BRIEF: Locate every row below that contains the word "snow" and copy each of those rows in full.

Recorded data
########################################

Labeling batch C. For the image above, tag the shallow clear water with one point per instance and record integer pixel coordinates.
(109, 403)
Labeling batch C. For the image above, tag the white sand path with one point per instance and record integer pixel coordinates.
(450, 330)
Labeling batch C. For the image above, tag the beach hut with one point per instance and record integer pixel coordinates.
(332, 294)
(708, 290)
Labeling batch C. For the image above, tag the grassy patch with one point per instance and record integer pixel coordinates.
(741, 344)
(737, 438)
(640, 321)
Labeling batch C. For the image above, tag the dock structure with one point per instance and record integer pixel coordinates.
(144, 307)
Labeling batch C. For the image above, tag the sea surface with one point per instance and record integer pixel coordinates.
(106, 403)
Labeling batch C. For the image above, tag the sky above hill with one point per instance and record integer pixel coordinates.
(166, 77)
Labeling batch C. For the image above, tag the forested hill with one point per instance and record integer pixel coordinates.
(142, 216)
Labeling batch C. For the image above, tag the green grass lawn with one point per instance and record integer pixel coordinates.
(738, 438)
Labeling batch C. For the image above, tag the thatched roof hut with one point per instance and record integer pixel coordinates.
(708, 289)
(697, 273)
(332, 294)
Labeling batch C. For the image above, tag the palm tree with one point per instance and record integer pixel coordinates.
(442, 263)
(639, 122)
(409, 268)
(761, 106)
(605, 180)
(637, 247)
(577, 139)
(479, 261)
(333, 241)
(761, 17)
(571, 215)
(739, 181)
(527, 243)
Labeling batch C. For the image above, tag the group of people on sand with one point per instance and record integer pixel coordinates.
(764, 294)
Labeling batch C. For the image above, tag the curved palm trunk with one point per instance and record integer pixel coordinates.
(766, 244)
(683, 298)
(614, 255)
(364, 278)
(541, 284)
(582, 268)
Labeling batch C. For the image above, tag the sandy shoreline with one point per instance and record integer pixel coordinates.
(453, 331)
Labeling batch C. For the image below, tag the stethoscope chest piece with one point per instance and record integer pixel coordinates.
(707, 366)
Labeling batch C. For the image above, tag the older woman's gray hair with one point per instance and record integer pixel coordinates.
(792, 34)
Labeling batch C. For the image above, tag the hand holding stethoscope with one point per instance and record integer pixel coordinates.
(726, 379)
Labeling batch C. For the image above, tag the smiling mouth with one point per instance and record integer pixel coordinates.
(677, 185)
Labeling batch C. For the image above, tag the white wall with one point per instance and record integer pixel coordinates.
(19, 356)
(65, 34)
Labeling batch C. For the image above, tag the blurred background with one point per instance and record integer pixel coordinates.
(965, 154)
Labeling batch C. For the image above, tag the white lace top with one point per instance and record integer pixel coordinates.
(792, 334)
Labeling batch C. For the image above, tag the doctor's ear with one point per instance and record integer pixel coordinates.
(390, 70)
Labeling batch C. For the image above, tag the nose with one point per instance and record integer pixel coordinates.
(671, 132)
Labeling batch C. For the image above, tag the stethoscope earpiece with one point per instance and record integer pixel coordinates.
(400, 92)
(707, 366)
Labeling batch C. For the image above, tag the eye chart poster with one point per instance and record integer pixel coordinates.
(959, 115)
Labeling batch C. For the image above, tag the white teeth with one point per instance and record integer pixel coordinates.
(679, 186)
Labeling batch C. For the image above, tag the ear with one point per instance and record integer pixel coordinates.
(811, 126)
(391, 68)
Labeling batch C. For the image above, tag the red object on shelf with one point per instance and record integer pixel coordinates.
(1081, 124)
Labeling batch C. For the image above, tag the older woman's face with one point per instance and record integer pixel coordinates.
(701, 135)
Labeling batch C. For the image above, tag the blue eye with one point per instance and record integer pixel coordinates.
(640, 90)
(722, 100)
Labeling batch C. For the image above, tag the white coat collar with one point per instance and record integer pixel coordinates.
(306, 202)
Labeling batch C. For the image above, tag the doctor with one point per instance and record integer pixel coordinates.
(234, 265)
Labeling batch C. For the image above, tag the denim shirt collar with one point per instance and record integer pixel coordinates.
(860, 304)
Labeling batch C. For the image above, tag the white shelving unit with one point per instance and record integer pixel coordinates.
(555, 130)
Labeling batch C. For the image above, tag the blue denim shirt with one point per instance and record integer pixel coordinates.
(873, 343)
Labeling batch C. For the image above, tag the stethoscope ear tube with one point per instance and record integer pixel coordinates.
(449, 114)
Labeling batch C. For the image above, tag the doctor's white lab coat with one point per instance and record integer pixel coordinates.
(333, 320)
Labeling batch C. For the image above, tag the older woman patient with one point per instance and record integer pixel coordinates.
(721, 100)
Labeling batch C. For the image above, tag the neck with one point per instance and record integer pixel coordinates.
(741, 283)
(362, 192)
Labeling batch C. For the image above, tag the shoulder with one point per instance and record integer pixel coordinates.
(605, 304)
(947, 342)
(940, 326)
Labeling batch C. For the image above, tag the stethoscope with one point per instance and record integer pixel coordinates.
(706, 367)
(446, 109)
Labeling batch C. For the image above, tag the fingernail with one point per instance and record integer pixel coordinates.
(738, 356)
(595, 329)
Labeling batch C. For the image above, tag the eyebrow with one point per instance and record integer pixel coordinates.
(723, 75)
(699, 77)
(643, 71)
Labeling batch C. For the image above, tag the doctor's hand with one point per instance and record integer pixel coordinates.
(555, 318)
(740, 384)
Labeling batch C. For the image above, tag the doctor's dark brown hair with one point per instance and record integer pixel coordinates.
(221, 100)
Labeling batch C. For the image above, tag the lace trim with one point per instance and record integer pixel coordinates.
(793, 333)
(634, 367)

########################################

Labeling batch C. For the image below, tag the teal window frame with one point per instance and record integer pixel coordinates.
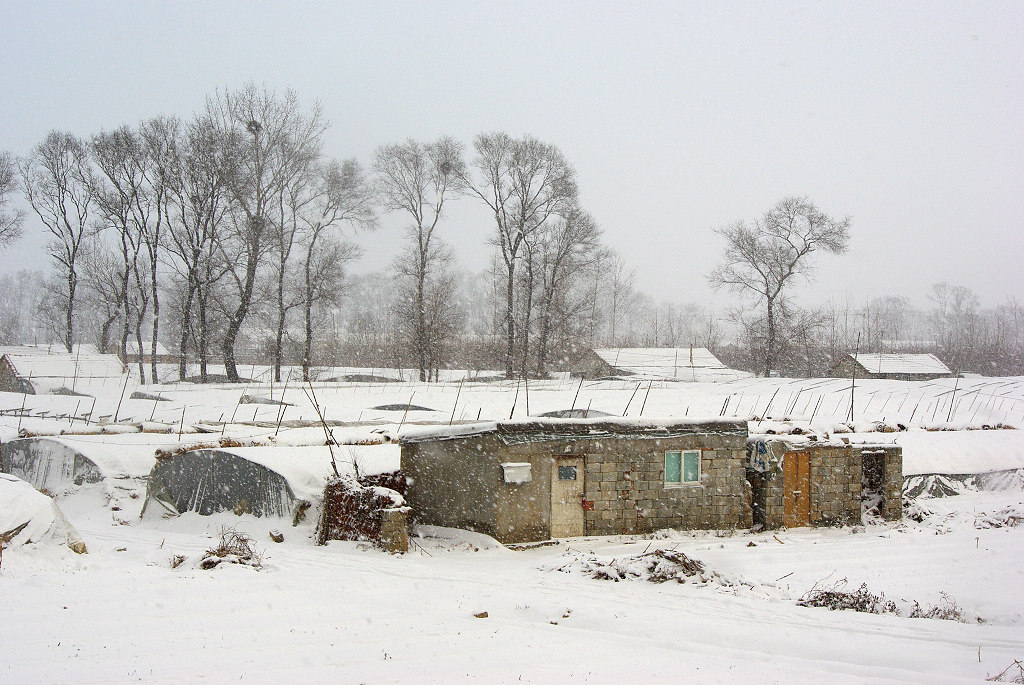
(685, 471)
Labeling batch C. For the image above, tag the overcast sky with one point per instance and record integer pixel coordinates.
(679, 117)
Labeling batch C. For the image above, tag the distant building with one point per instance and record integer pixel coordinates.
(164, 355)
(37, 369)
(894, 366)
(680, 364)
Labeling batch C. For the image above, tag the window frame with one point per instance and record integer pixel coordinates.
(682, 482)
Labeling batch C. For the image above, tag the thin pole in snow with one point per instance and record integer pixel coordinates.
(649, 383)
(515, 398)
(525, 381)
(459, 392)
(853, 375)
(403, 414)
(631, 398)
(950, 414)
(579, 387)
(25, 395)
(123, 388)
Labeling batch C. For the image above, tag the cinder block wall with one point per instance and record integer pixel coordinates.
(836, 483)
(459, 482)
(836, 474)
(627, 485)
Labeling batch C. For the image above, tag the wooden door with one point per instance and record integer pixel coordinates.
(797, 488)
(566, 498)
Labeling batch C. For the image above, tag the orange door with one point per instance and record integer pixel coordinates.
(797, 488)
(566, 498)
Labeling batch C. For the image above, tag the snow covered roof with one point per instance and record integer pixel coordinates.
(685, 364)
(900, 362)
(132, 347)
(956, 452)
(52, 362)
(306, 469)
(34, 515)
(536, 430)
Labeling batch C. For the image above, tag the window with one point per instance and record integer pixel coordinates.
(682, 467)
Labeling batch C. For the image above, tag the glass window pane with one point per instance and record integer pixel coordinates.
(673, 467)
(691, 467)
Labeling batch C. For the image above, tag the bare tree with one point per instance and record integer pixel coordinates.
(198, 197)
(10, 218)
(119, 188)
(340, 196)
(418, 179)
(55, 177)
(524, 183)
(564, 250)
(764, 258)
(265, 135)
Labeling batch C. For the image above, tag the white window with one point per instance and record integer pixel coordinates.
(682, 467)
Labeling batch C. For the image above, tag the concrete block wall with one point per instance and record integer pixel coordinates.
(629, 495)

########################################

ANSWER TO THIS PROBLEM:
Labeling batch C. For the image above, tag the thin pole in snow with one point per instance and record integer pixel coordinates.
Labeling batch C. For the image above, tag the snow covered roof with one point per instance and record integer pixel coordinates.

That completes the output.